Data section ::

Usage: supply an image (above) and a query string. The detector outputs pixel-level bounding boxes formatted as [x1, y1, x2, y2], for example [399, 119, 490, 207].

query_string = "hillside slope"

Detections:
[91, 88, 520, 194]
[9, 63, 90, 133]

Task brief :: Convert every line of the items above into a Markdown table with two columns, Row and Line, numbering each row and omitting blank lines.

Worked answer ::
| Row | Line |
|---|---|
| 1 | Usage: supply an image (above) and a query string. The detector outputs pixel-level bounding boxes formatted as [x1, y1, x2, y2], for example [399, 119, 490, 207]. |
| 2 | query_string = "hillside slope" |
| 3 | Detections: |
| 4 | [91, 88, 520, 194] |
| 5 | [9, 63, 90, 133] |